◆ GIVEN PROBLEM ◆
Transcribe the material below line for line, with no changes.

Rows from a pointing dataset
┄┄┄┄┄┄

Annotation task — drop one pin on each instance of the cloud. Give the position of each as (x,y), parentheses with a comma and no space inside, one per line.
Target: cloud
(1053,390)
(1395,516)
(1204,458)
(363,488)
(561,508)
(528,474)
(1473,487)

┄┄┄┄┄┄

◆ COMPLETED TASK ◆
Annotation task — drop one pin on each instance of the cloud. Give the position of each as (x,y), parentheses with a comma and no space inside, one per line.
Target: cloud
(1053,390)
(1395,516)
(1204,458)
(363,488)
(561,508)
(528,474)
(1473,487)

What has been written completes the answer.